DESCRIPTION OF THE TASK: The records that follow must be transcribed exactly, each one in full.

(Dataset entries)
--- --- ---
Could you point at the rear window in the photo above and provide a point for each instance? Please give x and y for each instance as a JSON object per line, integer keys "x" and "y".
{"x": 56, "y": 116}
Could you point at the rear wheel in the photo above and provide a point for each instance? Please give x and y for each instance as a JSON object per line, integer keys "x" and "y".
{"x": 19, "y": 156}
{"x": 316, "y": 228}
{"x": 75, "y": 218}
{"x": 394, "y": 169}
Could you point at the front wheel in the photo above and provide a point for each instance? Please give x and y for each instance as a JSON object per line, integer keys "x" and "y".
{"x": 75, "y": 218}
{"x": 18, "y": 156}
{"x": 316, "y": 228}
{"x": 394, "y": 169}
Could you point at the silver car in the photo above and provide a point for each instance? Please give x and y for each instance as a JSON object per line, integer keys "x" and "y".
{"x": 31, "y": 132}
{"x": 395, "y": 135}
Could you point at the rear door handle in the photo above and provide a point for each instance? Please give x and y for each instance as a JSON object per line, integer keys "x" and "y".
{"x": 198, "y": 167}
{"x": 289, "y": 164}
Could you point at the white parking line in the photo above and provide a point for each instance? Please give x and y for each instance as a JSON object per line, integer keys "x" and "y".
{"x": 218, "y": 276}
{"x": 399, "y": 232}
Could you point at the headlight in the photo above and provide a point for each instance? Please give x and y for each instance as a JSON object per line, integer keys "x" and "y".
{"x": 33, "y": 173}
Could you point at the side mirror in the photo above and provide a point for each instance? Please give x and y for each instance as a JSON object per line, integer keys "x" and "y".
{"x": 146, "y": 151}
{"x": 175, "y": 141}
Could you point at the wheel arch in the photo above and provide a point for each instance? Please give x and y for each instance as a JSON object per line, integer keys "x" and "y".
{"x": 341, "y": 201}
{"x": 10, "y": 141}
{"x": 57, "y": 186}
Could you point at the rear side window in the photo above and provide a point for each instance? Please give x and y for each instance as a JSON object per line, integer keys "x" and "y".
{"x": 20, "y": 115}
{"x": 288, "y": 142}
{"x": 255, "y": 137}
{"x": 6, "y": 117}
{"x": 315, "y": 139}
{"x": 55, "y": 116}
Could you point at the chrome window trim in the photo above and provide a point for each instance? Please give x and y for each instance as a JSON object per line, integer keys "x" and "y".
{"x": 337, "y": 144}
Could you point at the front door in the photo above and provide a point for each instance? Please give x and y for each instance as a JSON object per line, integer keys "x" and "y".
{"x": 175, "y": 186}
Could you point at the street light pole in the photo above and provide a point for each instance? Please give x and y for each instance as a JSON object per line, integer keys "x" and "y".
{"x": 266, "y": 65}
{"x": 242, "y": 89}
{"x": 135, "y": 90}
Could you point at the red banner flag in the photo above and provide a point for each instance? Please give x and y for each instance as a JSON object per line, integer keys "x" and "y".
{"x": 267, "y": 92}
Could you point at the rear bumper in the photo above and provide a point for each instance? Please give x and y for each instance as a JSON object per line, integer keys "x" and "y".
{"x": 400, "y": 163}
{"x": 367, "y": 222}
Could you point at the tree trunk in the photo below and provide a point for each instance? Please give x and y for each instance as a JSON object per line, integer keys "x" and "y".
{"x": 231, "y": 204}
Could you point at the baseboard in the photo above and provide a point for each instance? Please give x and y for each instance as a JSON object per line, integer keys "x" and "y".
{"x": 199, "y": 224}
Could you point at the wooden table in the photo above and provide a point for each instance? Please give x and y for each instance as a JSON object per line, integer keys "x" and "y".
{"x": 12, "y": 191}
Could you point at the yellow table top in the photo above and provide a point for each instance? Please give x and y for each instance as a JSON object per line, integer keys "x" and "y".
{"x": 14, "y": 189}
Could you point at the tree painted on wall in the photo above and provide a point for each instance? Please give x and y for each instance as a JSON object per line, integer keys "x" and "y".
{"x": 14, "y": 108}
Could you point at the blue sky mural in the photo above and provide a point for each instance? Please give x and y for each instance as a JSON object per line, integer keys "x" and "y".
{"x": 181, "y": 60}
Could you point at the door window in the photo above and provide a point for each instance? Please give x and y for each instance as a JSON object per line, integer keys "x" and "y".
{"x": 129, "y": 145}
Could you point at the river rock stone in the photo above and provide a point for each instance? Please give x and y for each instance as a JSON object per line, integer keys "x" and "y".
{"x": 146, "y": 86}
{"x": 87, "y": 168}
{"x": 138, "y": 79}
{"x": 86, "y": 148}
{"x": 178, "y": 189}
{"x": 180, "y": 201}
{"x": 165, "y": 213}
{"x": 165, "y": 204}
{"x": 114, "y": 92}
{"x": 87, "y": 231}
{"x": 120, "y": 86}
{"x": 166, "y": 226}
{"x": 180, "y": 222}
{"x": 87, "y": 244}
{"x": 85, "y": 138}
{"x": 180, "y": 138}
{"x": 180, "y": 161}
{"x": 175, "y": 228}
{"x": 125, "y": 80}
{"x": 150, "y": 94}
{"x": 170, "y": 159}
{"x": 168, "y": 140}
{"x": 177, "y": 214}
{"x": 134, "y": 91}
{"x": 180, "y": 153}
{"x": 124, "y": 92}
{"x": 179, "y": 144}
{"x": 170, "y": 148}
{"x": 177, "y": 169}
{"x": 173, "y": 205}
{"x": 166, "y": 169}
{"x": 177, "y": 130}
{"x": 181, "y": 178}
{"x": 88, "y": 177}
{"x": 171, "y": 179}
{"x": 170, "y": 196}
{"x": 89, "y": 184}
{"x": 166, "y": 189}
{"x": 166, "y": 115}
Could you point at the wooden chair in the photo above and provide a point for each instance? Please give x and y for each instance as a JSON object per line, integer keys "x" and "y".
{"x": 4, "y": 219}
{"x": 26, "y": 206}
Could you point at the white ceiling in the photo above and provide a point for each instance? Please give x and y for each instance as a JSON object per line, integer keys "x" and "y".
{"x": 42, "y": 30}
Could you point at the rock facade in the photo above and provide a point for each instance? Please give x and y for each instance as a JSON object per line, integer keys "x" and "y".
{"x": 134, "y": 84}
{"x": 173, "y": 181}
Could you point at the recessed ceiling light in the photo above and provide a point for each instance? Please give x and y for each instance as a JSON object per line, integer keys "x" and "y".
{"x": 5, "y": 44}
--- --- ---
WRITTEN RESPONSE:
Could you point at the rear window in the photo above and provide a point for each instance? Please give x and y for each instance as a JSON object per line, integer keys "x" and "y".
{"x": 56, "y": 116}
Could you point at the rear wheel in the photo above and provide a point for each instance? Please give x and y for each instance as a JSON object per line, integer keys "x" and "y".
{"x": 19, "y": 156}
{"x": 316, "y": 228}
{"x": 75, "y": 218}
{"x": 394, "y": 169}
Could you point at the front wheel in the photo above and provide a point for each instance? Please give x and y for each instance as a JSON object per line, integer keys "x" and "y".
{"x": 75, "y": 218}
{"x": 18, "y": 156}
{"x": 316, "y": 228}
{"x": 394, "y": 169}
Could you point at the silver car in the photo above and provide a point for each instance? Please give x and y for each instance as a JSON object per line, integer keys "x" and "y".
{"x": 31, "y": 132}
{"x": 395, "y": 135}
Could you point at the rear door handle in the photo above and provide a point for each instance? Please give x and y for each instance as a JSON object per line, integer keys "x" and "y".
{"x": 198, "y": 167}
{"x": 289, "y": 164}
Could you point at the white parking line in the photo above and provide a point for each instance? Please give x and y for each instance as a JSON object per line, integer keys "x" and "y".
{"x": 218, "y": 276}
{"x": 399, "y": 232}
Could you point at the headlight in the photo above and provide a point for each instance? Please give x and y for each instance as a JSON object per line, integer keys "x" and "y".
{"x": 33, "y": 173}
Could you point at the side mirror in the photo above and provide a point for each instance? Please give x and y for each instance as a JSON object per line, integer keys "x" and "y".
{"x": 146, "y": 151}
{"x": 175, "y": 141}
Could you point at the wheel arch in the photo above and provide a point for each instance? Please give x and y for each instance as a JSON object per line, integer keys "x" and "y".
{"x": 341, "y": 201}
{"x": 10, "y": 141}
{"x": 57, "y": 186}
Could you point at the rear side window in the photo above and provide a point for each instance? Please give x and y for each instance as a JSON object per line, integer keys "x" and "y".
{"x": 20, "y": 115}
{"x": 288, "y": 142}
{"x": 255, "y": 137}
{"x": 6, "y": 117}
{"x": 315, "y": 139}
{"x": 55, "y": 116}
Could you point at the chrome window trim in the photo above and provide a point for each instance? Please give x and y for each instance as a JSON object per line, integer keys "x" and "y".
{"x": 337, "y": 144}
Could you point at the front door in the photo above and provide a point for each instance? Please give x and y for each instance as a JSON object per line, integer keys "x" and "y".
{"x": 175, "y": 186}
Could you point at the street light pole in the photo above and provide a point for each instance? Please give x and y for each instance as a JSON object per line, integer keys "x" and "y".
{"x": 266, "y": 65}
{"x": 242, "y": 89}
{"x": 135, "y": 90}
Could you point at the red banner flag in the photo above and provide a point for each instance? Please give x and y for each instance as a JSON object per line, integer keys "x" and "y".
{"x": 267, "y": 92}
Could you point at the rear bumper in the photo above and provide a point for each instance? Please give x and y for each instance as a JSON object per line, integer keys "x" and "y".
{"x": 400, "y": 163}
{"x": 367, "y": 222}
Could you point at the tree trunk in the photo below and provide a point for each instance? Please give x and y for each instance as a JSON object per line, integer keys "x" and "y".
{"x": 231, "y": 204}
Could you point at the baseboard in the photo above and provide a point for each instance? Please give x and y for each instance as a JSON object per line, integer keys "x" and "y".
{"x": 199, "y": 224}
Could you point at the wooden table in the photo above and provide a point for each instance? Please give x and y for each instance as a JSON object per line, integer keys "x" and "y".
{"x": 12, "y": 191}
Could you point at the yellow table top in the photo above and provide a point for each instance? Please give x and y for each instance as a JSON object per line, integer keys "x" and "y".
{"x": 14, "y": 189}
Could you point at the tree painted on wall in the photo above and provide a point for each instance? Please give x and y for each instance as a JSON object per line, integer keys "x" and "y".
{"x": 14, "y": 108}
Could you point at the blue sky mural in the photo above and provide a point for each instance? Please give x and y for each instance as a JSON object per line, integer keys "x" and "y".
{"x": 181, "y": 60}
Could you point at the door window in the photo above and provide a point for each instance? Please give x and y for each instance as a JSON object per line, integer keys "x" and "y".
{"x": 129, "y": 145}
Could you point at the river rock stone in the photo above and provide a point for each instance? Please give x and y for each instance as a JSON object per line, integer keys "x" and "y".
{"x": 146, "y": 86}
{"x": 87, "y": 168}
{"x": 138, "y": 79}
{"x": 86, "y": 148}
{"x": 178, "y": 189}
{"x": 180, "y": 201}
{"x": 165, "y": 213}
{"x": 165, "y": 204}
{"x": 114, "y": 92}
{"x": 87, "y": 231}
{"x": 120, "y": 86}
{"x": 166, "y": 226}
{"x": 180, "y": 222}
{"x": 87, "y": 244}
{"x": 85, "y": 138}
{"x": 180, "y": 138}
{"x": 180, "y": 161}
{"x": 175, "y": 228}
{"x": 125, "y": 80}
{"x": 150, "y": 94}
{"x": 170, "y": 159}
{"x": 168, "y": 140}
{"x": 177, "y": 214}
{"x": 134, "y": 91}
{"x": 180, "y": 153}
{"x": 124, "y": 92}
{"x": 179, "y": 144}
{"x": 170, "y": 148}
{"x": 177, "y": 169}
{"x": 173, "y": 205}
{"x": 166, "y": 169}
{"x": 177, "y": 130}
{"x": 181, "y": 178}
{"x": 88, "y": 177}
{"x": 171, "y": 179}
{"x": 170, "y": 196}
{"x": 89, "y": 184}
{"x": 166, "y": 189}
{"x": 166, "y": 115}
Could you point at the wooden chair in the photo above and provide a point for each instance? Please give x and y for each instance as a JSON object per line, integer keys "x" and "y".
{"x": 4, "y": 219}
{"x": 26, "y": 206}
Could you point at the white ceiling in the photo above and provide a point for each instance? Please give x and y for each instance as a JSON object per line, integer keys "x" and "y".
{"x": 42, "y": 30}
Could you point at the rock facade in the photo above and provide a point for each instance? Please give x and y for each instance as a JSON object per line, integer keys "x" and "y".
{"x": 134, "y": 84}
{"x": 173, "y": 181}
Could you point at the recessed ceiling light in the photo above and provide a point for each instance? Please give x and y for each instance as a JSON object per line, integer keys "x" and "y".
{"x": 5, "y": 44}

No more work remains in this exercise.